[Pointing records]

++++

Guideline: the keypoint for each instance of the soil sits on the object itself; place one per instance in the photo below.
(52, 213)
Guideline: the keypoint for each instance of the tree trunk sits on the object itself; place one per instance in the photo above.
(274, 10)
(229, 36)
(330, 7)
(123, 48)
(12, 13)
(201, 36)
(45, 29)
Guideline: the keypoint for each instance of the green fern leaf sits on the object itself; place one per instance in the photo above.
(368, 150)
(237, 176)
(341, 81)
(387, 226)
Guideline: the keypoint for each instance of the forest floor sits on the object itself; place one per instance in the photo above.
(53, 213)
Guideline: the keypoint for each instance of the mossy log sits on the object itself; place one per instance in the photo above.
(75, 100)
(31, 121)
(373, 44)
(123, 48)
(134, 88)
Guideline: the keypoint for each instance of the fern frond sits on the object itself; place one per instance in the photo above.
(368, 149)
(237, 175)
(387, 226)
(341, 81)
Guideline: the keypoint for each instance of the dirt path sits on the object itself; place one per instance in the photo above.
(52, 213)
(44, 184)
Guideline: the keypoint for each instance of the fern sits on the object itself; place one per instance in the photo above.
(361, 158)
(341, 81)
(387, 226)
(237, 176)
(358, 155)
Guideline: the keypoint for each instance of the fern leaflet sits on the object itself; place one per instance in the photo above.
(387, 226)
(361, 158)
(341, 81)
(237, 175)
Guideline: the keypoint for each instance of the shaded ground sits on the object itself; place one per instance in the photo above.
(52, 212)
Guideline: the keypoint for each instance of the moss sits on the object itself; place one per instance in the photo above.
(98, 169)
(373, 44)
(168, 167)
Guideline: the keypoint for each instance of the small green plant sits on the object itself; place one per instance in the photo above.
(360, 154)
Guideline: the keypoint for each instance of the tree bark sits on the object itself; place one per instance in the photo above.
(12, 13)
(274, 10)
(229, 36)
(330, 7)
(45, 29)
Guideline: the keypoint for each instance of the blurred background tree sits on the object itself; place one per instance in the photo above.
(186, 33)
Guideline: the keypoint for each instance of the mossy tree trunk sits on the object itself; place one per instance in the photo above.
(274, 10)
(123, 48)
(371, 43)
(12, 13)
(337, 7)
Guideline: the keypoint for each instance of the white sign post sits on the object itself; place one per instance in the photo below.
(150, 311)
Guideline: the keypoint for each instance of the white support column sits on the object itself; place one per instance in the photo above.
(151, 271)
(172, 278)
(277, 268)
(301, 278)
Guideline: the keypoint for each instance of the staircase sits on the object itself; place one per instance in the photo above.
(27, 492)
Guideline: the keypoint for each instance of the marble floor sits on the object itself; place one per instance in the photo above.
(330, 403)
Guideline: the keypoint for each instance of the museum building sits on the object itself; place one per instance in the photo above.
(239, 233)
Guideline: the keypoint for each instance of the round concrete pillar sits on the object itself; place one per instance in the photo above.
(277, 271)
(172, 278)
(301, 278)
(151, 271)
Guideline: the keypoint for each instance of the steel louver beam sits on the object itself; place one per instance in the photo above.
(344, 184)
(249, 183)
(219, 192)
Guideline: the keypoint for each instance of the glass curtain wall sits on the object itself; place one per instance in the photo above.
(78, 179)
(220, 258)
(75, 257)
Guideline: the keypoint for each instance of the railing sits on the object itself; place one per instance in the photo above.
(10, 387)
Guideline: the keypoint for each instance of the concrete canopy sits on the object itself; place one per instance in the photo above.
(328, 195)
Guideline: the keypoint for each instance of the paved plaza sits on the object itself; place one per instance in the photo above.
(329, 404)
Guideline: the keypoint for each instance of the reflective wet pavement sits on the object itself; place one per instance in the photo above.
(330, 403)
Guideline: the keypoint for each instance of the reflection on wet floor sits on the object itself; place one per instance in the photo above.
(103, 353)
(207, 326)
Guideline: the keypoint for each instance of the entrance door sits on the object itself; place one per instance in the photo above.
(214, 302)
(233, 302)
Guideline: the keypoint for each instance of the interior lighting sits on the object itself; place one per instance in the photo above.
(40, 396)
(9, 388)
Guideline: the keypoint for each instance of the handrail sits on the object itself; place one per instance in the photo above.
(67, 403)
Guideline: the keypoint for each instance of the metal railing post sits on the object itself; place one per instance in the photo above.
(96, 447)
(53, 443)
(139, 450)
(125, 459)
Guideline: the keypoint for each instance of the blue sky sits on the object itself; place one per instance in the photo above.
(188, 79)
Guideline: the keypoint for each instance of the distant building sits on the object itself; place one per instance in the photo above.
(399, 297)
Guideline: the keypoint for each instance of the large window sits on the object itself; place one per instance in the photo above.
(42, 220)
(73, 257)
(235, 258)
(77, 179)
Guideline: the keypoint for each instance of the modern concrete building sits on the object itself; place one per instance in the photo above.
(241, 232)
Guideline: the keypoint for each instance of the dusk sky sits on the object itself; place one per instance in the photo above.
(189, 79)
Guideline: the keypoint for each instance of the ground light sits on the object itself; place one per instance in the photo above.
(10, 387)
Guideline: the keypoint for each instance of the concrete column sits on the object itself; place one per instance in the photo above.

++++

### INSTRUCTIONS FOR THE TASK
Faithfully copy every entry, leaving nothing out.

### COMPLETED TASK
Guideline: the keypoint for each instance of the soil sits on the object itself; place one per instance in the photo below.
(52, 213)
Guideline: the keypoint for each instance of the tree trunk sits on the object itself; place one per instance in the photo above.
(274, 10)
(229, 36)
(330, 7)
(123, 48)
(12, 13)
(201, 36)
(45, 29)
Guideline: the keypoint for each instance of the green fern leaf sits on the object itself; place one per instance in the photo above.
(368, 150)
(237, 176)
(341, 81)
(387, 226)
Guideline: the keypoint for each instance of the forest floor sits on the object itself; place one per instance in the photo above.
(53, 213)
Guideline: the keypoint for each instance of the mossy log sits on the object itself; place one per instance in the photo above.
(75, 100)
(31, 121)
(373, 44)
(123, 48)
(134, 88)
Guideline: the keypoint for each instance of the fern frond sits on the object itself; place one per instance in the photo above.
(368, 149)
(237, 175)
(387, 226)
(341, 81)
Guideline: the keypoint for each instance of the dirt path sits on the object itself; place one per instance in the photo above.
(52, 213)
(44, 184)
Guideline: the keypoint for each instance of the fern sits on the object itself; place one per instance in the photo above.
(361, 158)
(341, 81)
(387, 226)
(237, 176)
(358, 155)
Guideline: the keypoint for each instance of the fern leaflet sits on the object itself; place one per instance in the photo above.
(387, 226)
(361, 158)
(341, 81)
(237, 175)
Guideline: the keypoint for each instance of the shaded ground sits on the object itself; place one per instance in the photo above.
(52, 212)
Guideline: the keypoint for each instance of the moss sits on the object itself; place one per instance in the photo above.
(98, 169)
(373, 44)
(168, 167)
Guideline: the keypoint for each instance of the small green plant sits on the object itself; place one per instance in the photo above.
(360, 154)
Guideline: the keypoint for each instance of the tree bark sits on the object itself; place one per instance in the photo above.
(12, 13)
(274, 10)
(229, 36)
(330, 7)
(45, 29)
Guideline: the keypoint for each instance of the blurred background tree sits on the object itself; place one per instance in the photo above.
(186, 33)
Guideline: the keypoint for each instance of the mossy tree trunk sits on the object itself; place one per instance in the photo above.
(274, 10)
(123, 48)
(371, 43)
(12, 13)
(337, 7)
Guideline: the keypoint for each instance of the white sign post sits on the object itself; place one per instance in the photo below.
(150, 311)
Guideline: the keypoint for each instance of the white support column sits on the object itself; place one per instance in the photo above.
(151, 271)
(172, 278)
(277, 268)
(301, 278)
Guideline: the keypoint for each instance of the staircase sits on the object itself; place one per instance in the photo above.
(27, 492)
Guideline: the keypoint for each instance of the marble floor sits on the object itself; place one per instance in the photo above.
(330, 403)
Guideline: the keypoint for each instance of the museum building sits on the object itself; place one per instance in the photo above.
(239, 233)
Guideline: the keypoint for each instance of the round concrete pillar sits on the object itself; place one per instance in the photo above.
(277, 271)
(172, 278)
(301, 278)
(151, 271)
Guideline: the keypoint for each instance of the steel louver beam sits on the object itself; place one per instance in the photo above.
(344, 184)
(249, 183)
(219, 192)
Guideline: the keypoint for each instance of the glass curtain wall sits on the object itself; place one per instance in the photo above.
(78, 179)
(220, 258)
(75, 257)
Guideline: the keypoint for each instance of the railing sits on the object itself; place one per instance in the photo above.
(10, 387)
Guideline: the keypoint for each instance of the concrete canopy sits on the object itself; place one per instance in the photo above.
(328, 195)
Guideline: the keypoint for each instance of the paved plaza sits on the object itself; place one per instance in the photo above.
(329, 404)
Guideline: the keypoint for each instance of the reflective wet pavement sits on the object itself; place one per instance in the photo above.
(330, 403)
Guideline: the keypoint for each instance of the reflection on wet floor sits on the object itself; place one per instance in the photo above.
(103, 353)
(207, 326)
Guideline: the keypoint for each instance of the entrance door sits on the object itself; place one per instance in the photo above.
(214, 302)
(233, 302)
Guideline: the keypoint for each instance of the interior lighting sits on the object itself; place one per instance in the photo above.
(40, 396)
(9, 388)
Guideline: the keypoint for each instance of the handrail sits on the object itself; place one per instance in the photo above.
(67, 403)
Guideline: the keypoint for each instance of the metal railing post sits on the object itself; place one per instance in the photo above.
(96, 447)
(53, 443)
(139, 450)
(125, 459)
Guideline: the keypoint for each instance of the blue sky sits on the object itself; place one per instance in the photo above.
(188, 79)
Guideline: the keypoint for each instance of the distant building sits on the object itself; place one per instance in the photo above.
(399, 297)
Guideline: the keypoint for each instance of the large window sits on the object itself; place one per instance in the photo above.
(42, 220)
(73, 257)
(235, 258)
(77, 179)
Guideline: the keypoint for each instance of the modern concrete building sits on the object itself; place one per instance in the photo above.
(241, 232)
Guideline: the keypoint for each instance of the dusk sky sits on the object itself; place one per instance in the photo above.
(189, 79)
Guideline: the keypoint for each instance of the ground light sits on the object itself; place one per instance in the photo above.
(10, 387)
Guideline: the keypoint for each instance of the concrete column sits on the object itself; place one per instance in the photo above.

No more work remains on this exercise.